** Begin Data provided **
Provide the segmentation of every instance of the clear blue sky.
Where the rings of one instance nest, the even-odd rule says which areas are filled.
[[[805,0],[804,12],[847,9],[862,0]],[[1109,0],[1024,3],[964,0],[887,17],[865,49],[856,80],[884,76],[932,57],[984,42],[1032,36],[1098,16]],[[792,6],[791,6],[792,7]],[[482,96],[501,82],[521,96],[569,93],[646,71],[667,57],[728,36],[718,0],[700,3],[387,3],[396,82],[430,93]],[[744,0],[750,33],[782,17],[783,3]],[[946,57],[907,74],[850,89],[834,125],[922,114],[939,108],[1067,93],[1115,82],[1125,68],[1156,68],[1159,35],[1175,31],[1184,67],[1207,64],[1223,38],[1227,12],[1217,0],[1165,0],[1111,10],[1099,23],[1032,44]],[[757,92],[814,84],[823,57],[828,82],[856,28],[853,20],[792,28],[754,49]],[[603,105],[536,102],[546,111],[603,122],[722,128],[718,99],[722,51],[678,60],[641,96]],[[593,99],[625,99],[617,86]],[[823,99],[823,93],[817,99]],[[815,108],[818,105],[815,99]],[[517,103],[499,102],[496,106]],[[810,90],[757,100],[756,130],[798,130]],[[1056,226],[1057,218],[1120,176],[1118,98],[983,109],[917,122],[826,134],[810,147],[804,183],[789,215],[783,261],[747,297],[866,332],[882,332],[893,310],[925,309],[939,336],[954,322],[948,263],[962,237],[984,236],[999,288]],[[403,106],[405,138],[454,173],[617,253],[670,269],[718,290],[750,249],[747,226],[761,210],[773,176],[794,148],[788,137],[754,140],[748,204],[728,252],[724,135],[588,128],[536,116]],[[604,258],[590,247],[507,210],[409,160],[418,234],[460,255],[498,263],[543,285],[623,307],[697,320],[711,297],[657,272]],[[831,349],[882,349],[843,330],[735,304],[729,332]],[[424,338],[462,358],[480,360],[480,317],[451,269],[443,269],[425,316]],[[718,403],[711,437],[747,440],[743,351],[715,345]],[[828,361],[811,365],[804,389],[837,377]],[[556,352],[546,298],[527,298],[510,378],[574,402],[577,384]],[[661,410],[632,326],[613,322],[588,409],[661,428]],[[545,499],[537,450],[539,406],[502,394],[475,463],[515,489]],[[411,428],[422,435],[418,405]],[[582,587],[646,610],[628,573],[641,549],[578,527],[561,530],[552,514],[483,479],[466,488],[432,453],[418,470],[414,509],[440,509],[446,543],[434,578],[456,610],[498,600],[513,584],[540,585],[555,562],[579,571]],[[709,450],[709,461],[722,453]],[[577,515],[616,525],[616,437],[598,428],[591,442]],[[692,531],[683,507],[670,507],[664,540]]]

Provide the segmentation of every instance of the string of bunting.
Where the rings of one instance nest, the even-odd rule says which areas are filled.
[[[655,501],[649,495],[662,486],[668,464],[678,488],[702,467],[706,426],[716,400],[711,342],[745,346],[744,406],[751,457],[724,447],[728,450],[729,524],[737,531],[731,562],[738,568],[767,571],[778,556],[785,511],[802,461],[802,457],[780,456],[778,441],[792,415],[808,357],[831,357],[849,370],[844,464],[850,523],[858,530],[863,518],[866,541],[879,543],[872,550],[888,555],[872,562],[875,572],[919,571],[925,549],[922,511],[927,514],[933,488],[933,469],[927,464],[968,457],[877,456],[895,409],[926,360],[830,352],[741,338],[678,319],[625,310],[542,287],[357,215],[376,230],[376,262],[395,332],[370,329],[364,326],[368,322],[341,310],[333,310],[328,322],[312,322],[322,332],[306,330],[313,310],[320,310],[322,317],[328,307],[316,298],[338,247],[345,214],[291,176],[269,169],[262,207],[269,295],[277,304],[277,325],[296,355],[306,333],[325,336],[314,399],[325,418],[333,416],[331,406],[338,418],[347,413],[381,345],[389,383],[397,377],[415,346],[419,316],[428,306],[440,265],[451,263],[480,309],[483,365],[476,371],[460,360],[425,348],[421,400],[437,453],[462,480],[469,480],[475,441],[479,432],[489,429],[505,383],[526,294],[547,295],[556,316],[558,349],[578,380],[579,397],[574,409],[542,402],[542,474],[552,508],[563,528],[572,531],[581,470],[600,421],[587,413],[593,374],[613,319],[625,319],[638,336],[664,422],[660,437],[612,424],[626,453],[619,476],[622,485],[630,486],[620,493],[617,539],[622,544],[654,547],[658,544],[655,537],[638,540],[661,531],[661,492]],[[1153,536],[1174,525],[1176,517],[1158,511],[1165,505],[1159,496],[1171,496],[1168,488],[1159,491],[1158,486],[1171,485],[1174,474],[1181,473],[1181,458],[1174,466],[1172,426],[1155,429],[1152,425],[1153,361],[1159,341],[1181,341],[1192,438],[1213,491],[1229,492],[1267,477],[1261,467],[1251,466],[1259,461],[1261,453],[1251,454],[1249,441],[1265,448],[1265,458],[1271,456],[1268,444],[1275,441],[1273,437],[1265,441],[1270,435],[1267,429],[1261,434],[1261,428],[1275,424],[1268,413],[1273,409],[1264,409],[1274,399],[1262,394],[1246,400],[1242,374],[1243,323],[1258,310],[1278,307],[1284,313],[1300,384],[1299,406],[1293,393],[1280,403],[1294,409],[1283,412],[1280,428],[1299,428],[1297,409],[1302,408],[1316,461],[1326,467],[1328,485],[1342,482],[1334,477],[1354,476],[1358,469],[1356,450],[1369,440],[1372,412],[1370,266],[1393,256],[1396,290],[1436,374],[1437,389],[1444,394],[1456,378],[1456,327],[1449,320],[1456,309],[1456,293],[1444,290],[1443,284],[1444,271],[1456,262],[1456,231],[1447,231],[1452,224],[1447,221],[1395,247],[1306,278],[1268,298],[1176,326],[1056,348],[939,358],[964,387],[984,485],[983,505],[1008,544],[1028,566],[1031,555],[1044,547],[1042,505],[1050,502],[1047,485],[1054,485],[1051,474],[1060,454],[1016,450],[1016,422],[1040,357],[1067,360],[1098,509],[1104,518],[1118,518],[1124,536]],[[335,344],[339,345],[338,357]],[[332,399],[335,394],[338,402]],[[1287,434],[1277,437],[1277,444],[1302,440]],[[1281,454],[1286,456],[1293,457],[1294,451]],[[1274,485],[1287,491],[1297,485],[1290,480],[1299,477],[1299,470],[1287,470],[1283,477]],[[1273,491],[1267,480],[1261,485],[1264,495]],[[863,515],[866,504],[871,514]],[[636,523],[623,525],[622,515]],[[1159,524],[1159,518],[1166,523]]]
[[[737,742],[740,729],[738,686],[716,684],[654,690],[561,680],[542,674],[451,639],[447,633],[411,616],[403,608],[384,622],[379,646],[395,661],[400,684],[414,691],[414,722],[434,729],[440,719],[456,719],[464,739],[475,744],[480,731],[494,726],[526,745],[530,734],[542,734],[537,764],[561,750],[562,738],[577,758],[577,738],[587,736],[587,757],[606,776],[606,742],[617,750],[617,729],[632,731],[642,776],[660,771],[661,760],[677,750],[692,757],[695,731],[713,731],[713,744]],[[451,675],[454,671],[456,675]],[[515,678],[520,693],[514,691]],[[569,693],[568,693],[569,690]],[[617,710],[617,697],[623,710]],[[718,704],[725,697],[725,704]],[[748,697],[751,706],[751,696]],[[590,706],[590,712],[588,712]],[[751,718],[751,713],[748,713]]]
** End Data provided **
■ Requirement:
Above are the records; retype them all without a single difference.

■ Completed task:
Provide the segmentation of every instance of the clear blue sky.
Where the rings of one instance nest, the even-odd rule says which areas are filled.
[[[805,0],[804,12],[847,9],[862,0]],[[1109,0],[1024,3],[964,0],[887,17],[865,49],[856,80],[884,76],[932,57],[984,42],[1032,36],[1098,16]],[[792,6],[791,6],[792,7]],[[482,96],[501,82],[521,96],[569,93],[646,71],[667,57],[728,36],[718,0],[700,3],[387,3],[396,82],[430,93]],[[744,0],[750,33],[782,17],[783,3]],[[946,57],[907,74],[850,89],[834,125],[922,114],[939,108],[1067,93],[1115,82],[1125,68],[1156,68],[1159,35],[1175,31],[1184,67],[1207,64],[1223,38],[1227,12],[1217,0],[1165,0],[1111,10],[1099,23],[1032,44]],[[757,92],[814,84],[823,57],[828,82],[856,28],[853,20],[792,28],[754,49]],[[603,105],[536,102],[546,111],[603,122],[722,128],[718,99],[722,51],[678,60],[641,96]],[[593,99],[625,99],[617,86]],[[823,99],[823,93],[817,99]],[[815,108],[818,105],[815,99]],[[517,103],[499,102],[496,106]],[[810,90],[757,100],[756,130],[798,130]],[[1056,226],[1057,218],[1120,176],[1118,98],[983,109],[917,122],[826,134],[810,147],[804,183],[789,215],[783,261],[747,297],[866,332],[882,332],[893,310],[925,309],[939,336],[954,322],[948,263],[962,237],[984,236],[999,288]],[[403,106],[405,138],[454,173],[617,253],[670,269],[718,290],[750,249],[747,226],[761,210],[773,176],[794,148],[788,137],[754,140],[748,204],[728,252],[724,135],[588,128],[536,116]],[[604,258],[590,247],[507,210],[409,160],[418,234],[460,255],[498,263],[543,285],[623,307],[697,320],[711,297],[657,272]],[[831,349],[882,349],[843,330],[735,304],[729,332]],[[424,338],[462,358],[480,360],[480,317],[451,269],[443,269],[425,316]],[[718,403],[711,437],[747,440],[743,351],[715,345]],[[828,361],[811,365],[804,389],[837,377]],[[556,352],[546,298],[527,298],[510,378],[574,402],[577,384]],[[661,410],[632,326],[613,322],[588,409],[661,428]],[[545,499],[537,450],[539,406],[502,394],[475,463],[515,489]],[[411,428],[422,435],[418,405]],[[582,587],[646,610],[628,573],[641,549],[578,527],[561,530],[552,514],[483,479],[466,488],[432,453],[418,470],[414,509],[440,509],[446,543],[434,578],[456,610],[498,600],[513,584],[540,585],[555,562],[579,571]],[[709,450],[709,461],[722,453]],[[577,515],[616,525],[616,437],[598,428],[591,442]],[[692,531],[683,507],[670,507],[664,540]]]

Provide the segmentation of every instance of the string of bunting.
Where the rings of one instance nest, the even-odd rule says which areas are filled.
[[[655,501],[649,495],[662,486],[668,464],[678,488],[702,467],[706,426],[716,400],[711,342],[745,346],[744,406],[751,457],[724,447],[728,450],[729,524],[737,531],[731,562],[738,568],[767,571],[778,556],[785,511],[802,461],[802,457],[780,456],[778,441],[792,415],[808,357],[831,357],[849,370],[844,464],[850,523],[858,530],[863,518],[866,541],[879,543],[872,550],[888,555],[872,562],[875,572],[919,571],[925,549],[922,511],[927,514],[933,488],[933,469],[927,464],[968,457],[877,456],[895,409],[926,360],[830,352],[741,338],[678,319],[625,310],[542,287],[357,215],[376,230],[376,262],[395,332],[370,329],[364,326],[368,322],[341,310],[333,310],[328,322],[312,322],[322,332],[306,330],[313,310],[320,310],[322,317],[328,307],[316,298],[338,247],[345,214],[291,176],[269,169],[262,207],[269,295],[277,304],[277,325],[296,355],[306,333],[325,336],[314,399],[325,418],[333,416],[331,406],[338,418],[347,413],[381,345],[389,383],[397,377],[415,346],[419,316],[428,306],[440,265],[451,263],[480,309],[483,365],[476,371],[460,360],[425,348],[421,400],[437,453],[462,480],[469,480],[475,441],[479,432],[489,429],[505,383],[526,294],[547,295],[556,316],[558,349],[578,380],[579,397],[574,409],[542,402],[542,474],[552,508],[563,528],[572,531],[581,470],[600,421],[587,413],[593,374],[613,319],[625,319],[638,336],[664,422],[660,437],[612,424],[626,453],[619,476],[622,485],[630,486],[620,493],[617,539],[622,544],[654,547],[658,544],[655,537],[638,540],[661,531],[661,492]],[[1153,536],[1174,525],[1176,517],[1158,511],[1165,505],[1159,496],[1171,496],[1168,488],[1159,491],[1158,486],[1171,485],[1174,474],[1181,473],[1181,458],[1174,466],[1172,426],[1155,429],[1152,425],[1153,361],[1159,341],[1181,341],[1192,438],[1213,491],[1229,492],[1267,477],[1261,467],[1251,466],[1259,461],[1261,453],[1251,454],[1249,441],[1265,448],[1265,458],[1271,456],[1268,444],[1275,441],[1273,437],[1265,441],[1270,435],[1267,429],[1261,434],[1261,428],[1275,424],[1268,413],[1273,409],[1264,409],[1274,399],[1262,394],[1246,400],[1242,374],[1243,323],[1258,310],[1278,307],[1284,313],[1300,384],[1299,406],[1293,393],[1280,403],[1294,409],[1283,412],[1280,428],[1299,428],[1297,409],[1302,408],[1316,461],[1326,467],[1328,485],[1342,482],[1334,477],[1354,476],[1358,469],[1356,450],[1369,440],[1372,412],[1370,266],[1393,256],[1396,290],[1436,374],[1437,389],[1444,394],[1456,378],[1456,327],[1449,320],[1456,309],[1456,293],[1444,290],[1443,284],[1444,271],[1456,262],[1456,231],[1447,231],[1452,224],[1447,221],[1395,247],[1306,278],[1268,298],[1176,326],[1056,348],[939,358],[964,387],[984,485],[983,505],[1008,544],[1028,566],[1031,555],[1044,547],[1042,505],[1050,502],[1047,485],[1054,485],[1051,474],[1060,454],[1016,450],[1016,422],[1040,357],[1067,360],[1098,509],[1104,518],[1118,518],[1124,536]],[[335,344],[339,345],[338,357]],[[332,399],[335,394],[338,402]],[[1287,434],[1277,437],[1277,444],[1302,440]],[[1281,454],[1286,456],[1293,457],[1294,451]],[[1274,485],[1287,491],[1297,485],[1290,480],[1299,477],[1299,470],[1287,470],[1283,477]],[[1273,491],[1267,480],[1261,485],[1264,495]],[[863,515],[866,504],[871,514]],[[636,523],[623,525],[622,515]],[[1159,524],[1159,518],[1166,523]]]
[[[737,742],[740,729],[738,686],[716,684],[654,690],[561,680],[542,674],[451,639],[447,633],[411,616],[403,608],[384,622],[379,646],[395,661],[400,684],[414,691],[414,722],[434,729],[440,719],[456,719],[464,739],[475,744],[480,731],[494,726],[526,745],[530,734],[542,734],[537,764],[561,750],[562,738],[577,758],[577,738],[587,736],[587,757],[606,776],[606,742],[617,750],[617,729],[632,731],[642,776],[660,771],[661,760],[677,750],[692,757],[695,731],[713,731],[713,744]],[[451,675],[454,671],[456,675]],[[515,678],[520,693],[514,691]],[[569,693],[568,693],[569,690]],[[617,710],[617,697],[623,710]],[[718,704],[725,697],[725,704]],[[748,697],[751,706],[751,696]],[[590,706],[590,712],[588,712]],[[751,718],[751,713],[748,713]]]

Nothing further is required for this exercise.